**Objective:** Restate every line of the material, word for word.

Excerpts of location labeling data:
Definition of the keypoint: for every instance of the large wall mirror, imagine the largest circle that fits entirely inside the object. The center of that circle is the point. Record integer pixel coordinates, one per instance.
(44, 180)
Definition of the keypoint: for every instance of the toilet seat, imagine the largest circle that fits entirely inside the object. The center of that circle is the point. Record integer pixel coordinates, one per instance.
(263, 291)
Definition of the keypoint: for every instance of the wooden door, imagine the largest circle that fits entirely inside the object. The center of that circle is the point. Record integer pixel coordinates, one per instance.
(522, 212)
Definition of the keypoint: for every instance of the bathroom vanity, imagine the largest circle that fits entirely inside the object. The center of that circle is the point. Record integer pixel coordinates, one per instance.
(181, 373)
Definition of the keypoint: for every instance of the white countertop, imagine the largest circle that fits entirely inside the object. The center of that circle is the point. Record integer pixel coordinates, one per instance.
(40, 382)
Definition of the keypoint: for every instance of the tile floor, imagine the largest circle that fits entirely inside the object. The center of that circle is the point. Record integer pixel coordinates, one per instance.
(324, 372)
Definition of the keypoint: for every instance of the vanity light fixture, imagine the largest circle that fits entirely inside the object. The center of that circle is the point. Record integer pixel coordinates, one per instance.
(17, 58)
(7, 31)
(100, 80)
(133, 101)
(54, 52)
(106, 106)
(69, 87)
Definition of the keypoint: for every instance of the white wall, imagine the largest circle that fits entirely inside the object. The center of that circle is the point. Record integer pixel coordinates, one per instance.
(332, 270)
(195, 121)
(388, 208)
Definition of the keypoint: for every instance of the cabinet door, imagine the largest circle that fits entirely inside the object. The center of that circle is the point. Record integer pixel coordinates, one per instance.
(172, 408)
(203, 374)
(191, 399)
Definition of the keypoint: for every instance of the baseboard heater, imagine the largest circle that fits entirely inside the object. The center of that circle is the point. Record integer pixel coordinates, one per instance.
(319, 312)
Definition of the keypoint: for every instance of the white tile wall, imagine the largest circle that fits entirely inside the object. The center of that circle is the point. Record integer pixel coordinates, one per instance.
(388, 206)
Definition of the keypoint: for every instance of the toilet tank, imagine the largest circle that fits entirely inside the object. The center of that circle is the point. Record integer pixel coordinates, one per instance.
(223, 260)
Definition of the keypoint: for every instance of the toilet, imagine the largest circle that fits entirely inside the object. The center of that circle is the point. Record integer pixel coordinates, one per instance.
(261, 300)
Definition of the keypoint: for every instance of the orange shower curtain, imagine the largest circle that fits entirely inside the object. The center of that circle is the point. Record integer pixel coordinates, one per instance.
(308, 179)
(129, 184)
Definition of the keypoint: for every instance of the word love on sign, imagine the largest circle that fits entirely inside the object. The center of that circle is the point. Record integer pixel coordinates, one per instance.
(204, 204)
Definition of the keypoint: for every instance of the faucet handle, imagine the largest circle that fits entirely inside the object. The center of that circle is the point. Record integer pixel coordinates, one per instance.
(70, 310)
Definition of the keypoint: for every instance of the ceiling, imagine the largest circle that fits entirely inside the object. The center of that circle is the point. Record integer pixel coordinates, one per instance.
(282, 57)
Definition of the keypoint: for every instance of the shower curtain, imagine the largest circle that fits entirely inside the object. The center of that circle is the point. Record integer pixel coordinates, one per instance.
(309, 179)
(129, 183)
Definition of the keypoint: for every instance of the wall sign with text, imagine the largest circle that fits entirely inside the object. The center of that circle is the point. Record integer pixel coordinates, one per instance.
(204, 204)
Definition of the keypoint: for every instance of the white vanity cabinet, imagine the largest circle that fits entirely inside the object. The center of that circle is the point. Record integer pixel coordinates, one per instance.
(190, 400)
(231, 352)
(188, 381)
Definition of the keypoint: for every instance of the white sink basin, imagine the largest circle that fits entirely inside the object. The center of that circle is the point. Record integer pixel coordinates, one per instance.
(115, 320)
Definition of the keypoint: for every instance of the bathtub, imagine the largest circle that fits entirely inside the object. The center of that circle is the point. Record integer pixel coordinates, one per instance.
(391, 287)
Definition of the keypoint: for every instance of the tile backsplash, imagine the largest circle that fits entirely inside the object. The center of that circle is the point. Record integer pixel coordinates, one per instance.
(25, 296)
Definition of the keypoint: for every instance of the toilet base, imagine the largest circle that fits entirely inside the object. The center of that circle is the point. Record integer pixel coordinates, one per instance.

**Result of this task:**
Definition of the keypoint: for every instance of the large wall mirror, imagine the largest circle that fits entirely inside the object. The center of that circle is the point. Record integer pixel coordinates, one per instance.
(44, 180)
Definition of the keypoint: for every instance of the toilet seat, imagine the largest circle that fits entirely inside the object. The center of that circle is the point. Record integer pixel coordinates, one per instance.
(263, 291)
Definition of the keypoint: for every instance of the wooden door, imagine the largest circle that fits entirely inside the object. The center of that circle is the point. Record integer pixel coordinates, one per instance.
(522, 212)
Definition of the keypoint: for every instance of the bathroom vanity, imagine the largest circle that fits entirely inside the object. The center of that circle is the point. Record integer pixel coordinates, one per instance.
(181, 373)
Definition of the keypoint: for every instance of the white countertop, imagine the largest circle that fits entirely inside the object. The center of that circle is the point. Record integer pixel coordinates, one per instance.
(40, 382)
Definition of the keypoint: for every instance of the tile floor, imagine the largest circle that fits entirely inside the object. The center of that circle is the point. Record integer pixel coordinates, one per instance.
(324, 372)
Definition of the keypoint: for every instance of the vanity light fixture, imagine the largest circle that fits entirely inside the object. The center of that circle is the point. Record integer pixel coordinates, one per instance.
(17, 58)
(7, 31)
(100, 80)
(133, 101)
(54, 52)
(106, 106)
(69, 87)
Definition of the keypoint: for every instance of the white wall, imagine the largest circle that fits entirely inside the object. The center of that circle is the point. Record integer pixel coordinates, one per instance.
(332, 270)
(195, 121)
(388, 208)
Definition of the keypoint: for every instance of the cabinet door, imagine the largest circle that fits entirely inside the object. The center of that circle is the point. Record integer pixel coordinates, one per instance.
(172, 408)
(203, 374)
(191, 399)
Definition of the keypoint: for every instance of the baseboard heater, imagine the largest circle that fits entirely inside the object. The center of that circle is the point. Record integer pixel coordinates, one per instance.
(319, 312)
Definition of the keypoint: for every instance of the white tile wall, imagine the largest circle that fits entirely inside the object. The center of that circle is the point. Record integer pixel coordinates, one per instance.
(388, 206)
Definition of the keypoint: for every instance of the toilet tank, imagine the largest circle that fits entirely inside the object. The center of that circle is the point. Record integer pixel coordinates, one per instance.
(223, 260)
Definition of the keypoint: for every instance of the toilet, imagine the largest circle that fits entirely inside the object. The center of that circle is the point. Record integer pixel coordinates, one per instance.
(261, 300)
Definition of the keypoint: for every instance of the orange shower curtain, imagine the largest circle that fits entirely inside the object. The center of that circle is the point. Record integer pixel coordinates, one per instance.
(308, 179)
(129, 184)
Definition of the keypoint: for every instance of the word love on sign, imagine the largest circle that fits entirely inside the object. The center of that circle is the point. Record integer pixel coordinates, one per instance.
(204, 204)
Definition of the keypoint: for every instance of the faucet handle, imagine the largest circle that fits entirely inside the object. The center of that circle is the point. Record integer pixel coordinates, one per instance.
(70, 310)
Definition of the keypoint: for every instance of the ceiling, imagine the largest circle that fits entirely inside the object. The center of that circle is the point. Record integer pixel coordinates, one per instance.
(282, 57)
Definition of the keypoint: for every instance of the shower curtain, imagine the largest circle that fits entirely inside the object. The center of that circle is the point. Record integer pixel coordinates, one per instance.
(309, 179)
(129, 183)
Definition of the keypoint: for every instance of the wall sign with text, imagine the largest circle that fits entirely inside the object. The center of that circle is the point. Record integer pixel coordinates, one per instance.
(204, 204)
Definition of the keypoint: for every instance of the white vanity cabinet, imagine the largest circle that fits entirely inside the object. The center of that circle is the point. Record integer pixel coordinates, one per instance.
(190, 400)
(231, 352)
(188, 381)
Definition of the keypoint: for every instance of the white sink basin, imagine the largest circle that fits entirely inside the object. The center of that circle is the point. Record integer pixel coordinates, one per instance.
(115, 320)
Definition of the keypoint: for every instance of the bathtub, imagine the largest circle that fits entirely inside the object. The center of that circle is the point. Record integer pixel coordinates, one per instance.
(391, 287)
Definition of the keypoint: for every instance of the tile backsplash, imagine the largest circle that fits entirely inside the object. The center of that circle is the point. Record integer pixel coordinates, one per instance.
(25, 296)
Definition of the keypoint: for every instance of the toilet base, imagine the largest circle that fits entirely inside the object. The center of that circle is the point. Record integer pixel coordinates, one per instance.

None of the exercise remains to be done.